## Begin Material shown

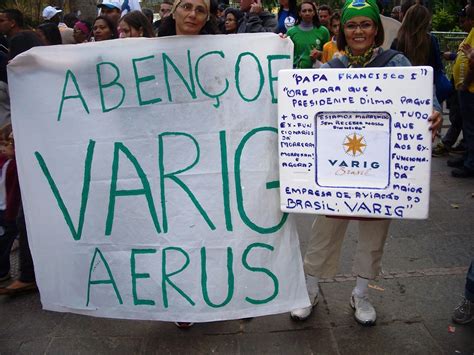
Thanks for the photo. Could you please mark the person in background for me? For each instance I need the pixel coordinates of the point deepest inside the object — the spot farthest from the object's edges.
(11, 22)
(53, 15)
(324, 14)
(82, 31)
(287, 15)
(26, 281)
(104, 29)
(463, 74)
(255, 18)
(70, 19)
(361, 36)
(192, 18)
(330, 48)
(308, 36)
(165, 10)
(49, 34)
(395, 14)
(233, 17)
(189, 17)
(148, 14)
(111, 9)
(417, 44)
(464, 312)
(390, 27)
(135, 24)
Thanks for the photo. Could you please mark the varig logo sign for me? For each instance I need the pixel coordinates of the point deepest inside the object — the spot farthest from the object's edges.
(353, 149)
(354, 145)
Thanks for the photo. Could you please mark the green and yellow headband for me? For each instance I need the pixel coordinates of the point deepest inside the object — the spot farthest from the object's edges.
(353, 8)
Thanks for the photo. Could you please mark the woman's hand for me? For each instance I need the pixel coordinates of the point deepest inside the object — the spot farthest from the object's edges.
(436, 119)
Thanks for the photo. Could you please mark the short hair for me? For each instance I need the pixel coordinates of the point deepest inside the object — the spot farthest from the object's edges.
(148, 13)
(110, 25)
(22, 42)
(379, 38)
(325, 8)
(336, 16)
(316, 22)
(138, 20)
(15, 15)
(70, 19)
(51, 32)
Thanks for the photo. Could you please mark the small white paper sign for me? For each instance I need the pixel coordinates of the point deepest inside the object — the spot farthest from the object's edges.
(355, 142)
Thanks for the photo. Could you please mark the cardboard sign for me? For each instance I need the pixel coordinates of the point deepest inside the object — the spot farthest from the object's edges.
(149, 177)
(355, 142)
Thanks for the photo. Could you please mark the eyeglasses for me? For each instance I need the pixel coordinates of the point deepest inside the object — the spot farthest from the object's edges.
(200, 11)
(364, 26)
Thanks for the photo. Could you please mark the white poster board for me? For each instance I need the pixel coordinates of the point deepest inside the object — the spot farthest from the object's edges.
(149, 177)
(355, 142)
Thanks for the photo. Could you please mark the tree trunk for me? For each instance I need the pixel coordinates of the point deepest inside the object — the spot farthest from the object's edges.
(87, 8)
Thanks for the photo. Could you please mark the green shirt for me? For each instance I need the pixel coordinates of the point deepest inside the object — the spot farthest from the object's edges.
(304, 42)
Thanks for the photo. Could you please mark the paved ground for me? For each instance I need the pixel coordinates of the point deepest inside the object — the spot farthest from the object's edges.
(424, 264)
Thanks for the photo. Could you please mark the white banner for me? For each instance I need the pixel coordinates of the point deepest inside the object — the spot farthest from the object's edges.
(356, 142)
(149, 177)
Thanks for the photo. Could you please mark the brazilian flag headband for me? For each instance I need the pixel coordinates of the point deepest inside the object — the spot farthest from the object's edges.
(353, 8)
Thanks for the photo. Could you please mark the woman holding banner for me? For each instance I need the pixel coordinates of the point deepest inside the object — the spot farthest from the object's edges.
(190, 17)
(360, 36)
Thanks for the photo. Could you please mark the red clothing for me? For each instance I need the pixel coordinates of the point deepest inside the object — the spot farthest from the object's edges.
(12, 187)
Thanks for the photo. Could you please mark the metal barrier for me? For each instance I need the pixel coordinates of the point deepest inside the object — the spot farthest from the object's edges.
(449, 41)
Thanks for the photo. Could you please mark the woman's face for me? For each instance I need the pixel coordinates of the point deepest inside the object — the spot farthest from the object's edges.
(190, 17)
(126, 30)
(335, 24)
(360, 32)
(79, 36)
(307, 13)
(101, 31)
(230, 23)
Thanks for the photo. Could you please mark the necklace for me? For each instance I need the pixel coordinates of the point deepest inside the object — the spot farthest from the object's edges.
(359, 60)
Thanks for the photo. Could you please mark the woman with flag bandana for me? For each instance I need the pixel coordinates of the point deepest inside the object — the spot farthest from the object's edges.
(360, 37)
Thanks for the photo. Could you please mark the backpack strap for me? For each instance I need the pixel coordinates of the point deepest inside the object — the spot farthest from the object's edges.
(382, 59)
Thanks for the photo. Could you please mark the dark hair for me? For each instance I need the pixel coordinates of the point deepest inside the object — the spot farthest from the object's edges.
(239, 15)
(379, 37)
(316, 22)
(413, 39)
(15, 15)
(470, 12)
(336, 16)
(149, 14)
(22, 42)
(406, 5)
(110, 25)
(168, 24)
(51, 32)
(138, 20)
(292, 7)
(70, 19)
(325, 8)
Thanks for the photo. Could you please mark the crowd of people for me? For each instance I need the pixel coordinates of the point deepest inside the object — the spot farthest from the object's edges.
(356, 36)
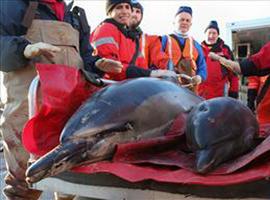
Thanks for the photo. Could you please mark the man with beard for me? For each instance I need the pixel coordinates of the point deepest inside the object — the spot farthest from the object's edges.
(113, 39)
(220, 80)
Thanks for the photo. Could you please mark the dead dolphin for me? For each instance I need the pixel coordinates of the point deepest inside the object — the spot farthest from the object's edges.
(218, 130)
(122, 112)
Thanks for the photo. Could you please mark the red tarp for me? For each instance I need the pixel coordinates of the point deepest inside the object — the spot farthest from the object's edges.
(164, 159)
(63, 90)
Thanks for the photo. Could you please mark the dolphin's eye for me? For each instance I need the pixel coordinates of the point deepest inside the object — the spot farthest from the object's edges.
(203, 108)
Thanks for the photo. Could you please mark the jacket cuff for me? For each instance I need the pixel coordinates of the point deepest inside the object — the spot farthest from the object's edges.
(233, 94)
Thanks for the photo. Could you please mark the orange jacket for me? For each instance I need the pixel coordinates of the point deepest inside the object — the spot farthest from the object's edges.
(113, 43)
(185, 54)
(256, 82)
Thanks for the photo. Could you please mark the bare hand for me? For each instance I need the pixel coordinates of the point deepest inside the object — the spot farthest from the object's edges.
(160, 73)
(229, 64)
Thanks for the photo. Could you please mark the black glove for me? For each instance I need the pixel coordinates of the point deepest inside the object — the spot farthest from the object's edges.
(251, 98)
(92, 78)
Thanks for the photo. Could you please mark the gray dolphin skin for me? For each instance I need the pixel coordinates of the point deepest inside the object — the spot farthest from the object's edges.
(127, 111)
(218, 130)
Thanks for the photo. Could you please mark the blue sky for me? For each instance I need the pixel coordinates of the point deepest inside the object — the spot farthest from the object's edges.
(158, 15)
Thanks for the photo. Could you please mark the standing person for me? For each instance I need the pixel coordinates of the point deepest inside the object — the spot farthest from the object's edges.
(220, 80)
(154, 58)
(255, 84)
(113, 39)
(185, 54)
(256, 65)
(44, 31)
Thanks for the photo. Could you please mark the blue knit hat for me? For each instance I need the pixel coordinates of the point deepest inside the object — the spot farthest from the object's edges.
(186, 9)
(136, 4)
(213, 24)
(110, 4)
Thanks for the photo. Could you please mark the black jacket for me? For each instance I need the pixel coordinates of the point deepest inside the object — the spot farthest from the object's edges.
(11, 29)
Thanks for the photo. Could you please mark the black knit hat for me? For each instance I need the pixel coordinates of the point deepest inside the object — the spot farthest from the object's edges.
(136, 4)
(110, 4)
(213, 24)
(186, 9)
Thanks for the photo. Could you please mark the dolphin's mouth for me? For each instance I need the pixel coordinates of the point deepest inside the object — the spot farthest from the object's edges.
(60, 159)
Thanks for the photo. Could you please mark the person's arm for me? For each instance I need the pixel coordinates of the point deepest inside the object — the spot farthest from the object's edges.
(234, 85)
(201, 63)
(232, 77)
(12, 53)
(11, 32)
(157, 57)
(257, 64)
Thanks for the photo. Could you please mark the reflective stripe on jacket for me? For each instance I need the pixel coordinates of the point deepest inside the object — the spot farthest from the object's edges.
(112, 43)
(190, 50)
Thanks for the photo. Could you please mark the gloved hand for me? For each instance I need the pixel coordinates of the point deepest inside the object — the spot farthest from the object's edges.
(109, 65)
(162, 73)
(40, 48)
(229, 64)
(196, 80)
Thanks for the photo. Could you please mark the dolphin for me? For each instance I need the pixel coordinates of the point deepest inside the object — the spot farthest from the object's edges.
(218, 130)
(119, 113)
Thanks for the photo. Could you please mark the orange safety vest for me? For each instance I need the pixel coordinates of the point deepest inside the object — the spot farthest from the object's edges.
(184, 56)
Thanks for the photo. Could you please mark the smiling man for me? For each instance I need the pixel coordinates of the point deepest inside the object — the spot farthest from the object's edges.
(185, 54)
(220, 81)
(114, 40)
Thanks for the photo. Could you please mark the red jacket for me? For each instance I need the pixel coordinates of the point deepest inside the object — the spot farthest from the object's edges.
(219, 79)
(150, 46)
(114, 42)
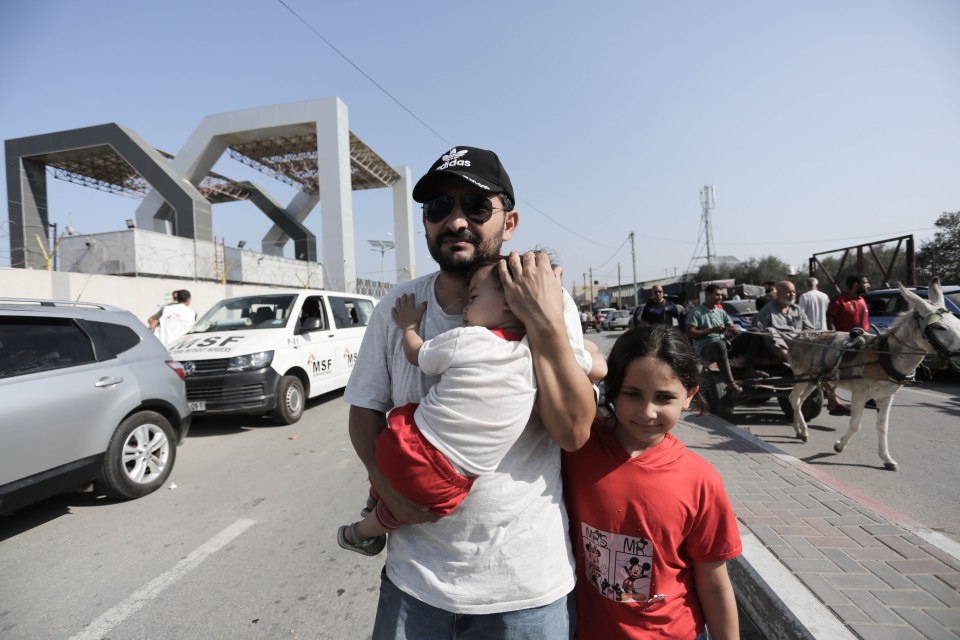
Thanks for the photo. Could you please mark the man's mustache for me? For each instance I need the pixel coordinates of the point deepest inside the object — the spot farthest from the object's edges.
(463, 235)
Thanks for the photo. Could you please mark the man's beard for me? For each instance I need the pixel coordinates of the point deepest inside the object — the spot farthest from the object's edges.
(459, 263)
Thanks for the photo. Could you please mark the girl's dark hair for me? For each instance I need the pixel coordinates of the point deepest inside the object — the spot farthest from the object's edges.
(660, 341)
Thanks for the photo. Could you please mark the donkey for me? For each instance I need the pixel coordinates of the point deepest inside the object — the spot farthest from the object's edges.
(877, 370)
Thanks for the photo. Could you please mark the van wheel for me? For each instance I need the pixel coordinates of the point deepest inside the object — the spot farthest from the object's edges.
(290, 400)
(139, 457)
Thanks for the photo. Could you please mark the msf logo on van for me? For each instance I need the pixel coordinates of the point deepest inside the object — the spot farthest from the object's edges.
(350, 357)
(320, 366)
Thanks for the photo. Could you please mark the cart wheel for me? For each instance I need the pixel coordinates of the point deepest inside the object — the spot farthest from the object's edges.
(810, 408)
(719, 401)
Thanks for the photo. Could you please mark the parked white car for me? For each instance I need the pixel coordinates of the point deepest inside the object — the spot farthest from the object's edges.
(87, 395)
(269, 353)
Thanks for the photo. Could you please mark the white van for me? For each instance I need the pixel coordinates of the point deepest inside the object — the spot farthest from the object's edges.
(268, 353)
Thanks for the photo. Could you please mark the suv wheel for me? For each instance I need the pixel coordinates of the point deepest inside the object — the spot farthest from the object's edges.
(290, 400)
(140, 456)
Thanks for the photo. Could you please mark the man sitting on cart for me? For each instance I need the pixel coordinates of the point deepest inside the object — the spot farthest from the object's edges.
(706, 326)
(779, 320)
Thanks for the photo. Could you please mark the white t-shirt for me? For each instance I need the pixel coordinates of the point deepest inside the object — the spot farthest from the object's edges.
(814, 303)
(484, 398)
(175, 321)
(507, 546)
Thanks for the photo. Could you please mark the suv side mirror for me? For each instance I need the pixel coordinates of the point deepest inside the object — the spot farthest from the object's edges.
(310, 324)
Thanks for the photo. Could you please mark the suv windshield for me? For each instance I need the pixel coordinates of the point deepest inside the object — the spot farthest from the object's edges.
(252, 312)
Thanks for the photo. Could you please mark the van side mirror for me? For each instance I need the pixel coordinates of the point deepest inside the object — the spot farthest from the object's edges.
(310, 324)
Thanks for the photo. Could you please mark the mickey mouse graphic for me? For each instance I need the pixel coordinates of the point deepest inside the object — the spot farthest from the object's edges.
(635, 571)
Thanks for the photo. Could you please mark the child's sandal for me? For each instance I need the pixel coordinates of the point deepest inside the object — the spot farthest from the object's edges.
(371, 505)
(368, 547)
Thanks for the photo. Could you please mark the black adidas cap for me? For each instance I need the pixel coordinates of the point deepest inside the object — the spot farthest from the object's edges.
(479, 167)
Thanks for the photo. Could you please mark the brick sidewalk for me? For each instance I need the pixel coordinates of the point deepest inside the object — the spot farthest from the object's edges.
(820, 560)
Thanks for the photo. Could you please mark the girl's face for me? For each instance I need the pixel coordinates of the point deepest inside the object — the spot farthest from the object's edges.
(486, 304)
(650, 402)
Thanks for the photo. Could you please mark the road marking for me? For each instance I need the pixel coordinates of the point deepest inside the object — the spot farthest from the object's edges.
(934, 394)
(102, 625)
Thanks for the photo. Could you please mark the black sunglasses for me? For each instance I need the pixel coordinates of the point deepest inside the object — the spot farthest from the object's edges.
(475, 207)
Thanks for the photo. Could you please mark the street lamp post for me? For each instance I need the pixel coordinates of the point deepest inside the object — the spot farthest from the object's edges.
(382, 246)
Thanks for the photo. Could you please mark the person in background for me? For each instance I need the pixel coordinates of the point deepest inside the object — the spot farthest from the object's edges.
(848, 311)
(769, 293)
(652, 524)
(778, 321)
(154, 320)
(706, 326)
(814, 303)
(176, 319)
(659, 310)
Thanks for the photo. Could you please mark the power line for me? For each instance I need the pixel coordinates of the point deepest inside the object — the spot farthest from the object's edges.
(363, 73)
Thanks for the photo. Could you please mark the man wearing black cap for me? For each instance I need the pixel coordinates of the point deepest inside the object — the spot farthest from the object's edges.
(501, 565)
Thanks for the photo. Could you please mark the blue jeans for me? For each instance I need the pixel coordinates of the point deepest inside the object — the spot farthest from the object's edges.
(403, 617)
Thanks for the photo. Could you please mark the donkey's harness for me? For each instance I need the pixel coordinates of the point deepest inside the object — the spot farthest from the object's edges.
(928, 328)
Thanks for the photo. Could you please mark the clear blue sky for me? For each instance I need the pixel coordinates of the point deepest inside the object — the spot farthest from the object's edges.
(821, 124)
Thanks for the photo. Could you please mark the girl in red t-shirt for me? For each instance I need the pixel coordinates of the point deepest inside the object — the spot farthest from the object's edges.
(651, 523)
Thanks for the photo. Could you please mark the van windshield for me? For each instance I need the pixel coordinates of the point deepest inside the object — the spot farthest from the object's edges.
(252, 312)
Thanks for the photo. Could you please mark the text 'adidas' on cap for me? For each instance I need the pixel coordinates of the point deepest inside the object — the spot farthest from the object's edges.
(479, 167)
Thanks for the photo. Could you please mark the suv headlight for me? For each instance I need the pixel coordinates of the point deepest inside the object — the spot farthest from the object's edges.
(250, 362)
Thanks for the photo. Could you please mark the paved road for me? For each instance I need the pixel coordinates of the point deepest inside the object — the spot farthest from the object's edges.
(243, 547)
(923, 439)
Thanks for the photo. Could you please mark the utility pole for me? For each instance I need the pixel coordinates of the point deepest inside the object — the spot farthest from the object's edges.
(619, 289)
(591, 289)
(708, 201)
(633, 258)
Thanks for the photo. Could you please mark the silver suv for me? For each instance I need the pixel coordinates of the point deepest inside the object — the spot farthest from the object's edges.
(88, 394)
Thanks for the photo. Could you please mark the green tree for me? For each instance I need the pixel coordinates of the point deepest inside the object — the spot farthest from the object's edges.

## End Material shown

Output exactly the lines above, from the one holding "Thanks for the photo. Could you please mark the girl in" through the end of the data, including the first and last.

Thanks for the photo. Could you please mark the girl in red t-shirt for me? For each instance I need the pixel coordinates of the point deepest inside the object — the spot farthest from the object's edges.
(651, 523)
Thanks for the photo. Could you please mark the van windshield for me? For each instance I need the pixel coordinates of the point deepest inside the object — the spot farthest from the object's edges.
(252, 312)
Thanks for the photo. Could you please mark the text 'adidas' on cap for me? For each instance I need the pixel coordinates of the point deepest inside the object — the spot farthest from the object's edges.
(479, 167)
Thanks for the photo. Could you please mark the suv headlight for me? For each instance I need the pixel coordinates of the point deepest inside the object — the spot farthest from the object's edges.
(250, 362)
Thanks for the photo. Could you please mark the paved road for me? For each instance I need the pixel coordinates of the point deepest inside the object — the spot farthest from the object's edges.
(243, 547)
(923, 439)
Thanks for the photo. Could you please mark the utility pole for me? For each instance I need the pixel coordinates of the point deepest inside the object — the spot farthest from the object's edges.
(619, 289)
(591, 289)
(708, 201)
(633, 258)
Thanks for the photo. Could you please mark the silver suv for me? For each instance I need the pixel coordinates of the point deepest inside the object — the spot farthest from the object's edges.
(88, 394)
Thanks for the photo. Could you please mark the green tree for me? For each instance I need the pixel coordinates of the point deepest inside the object — the spot farthest from the object's edges.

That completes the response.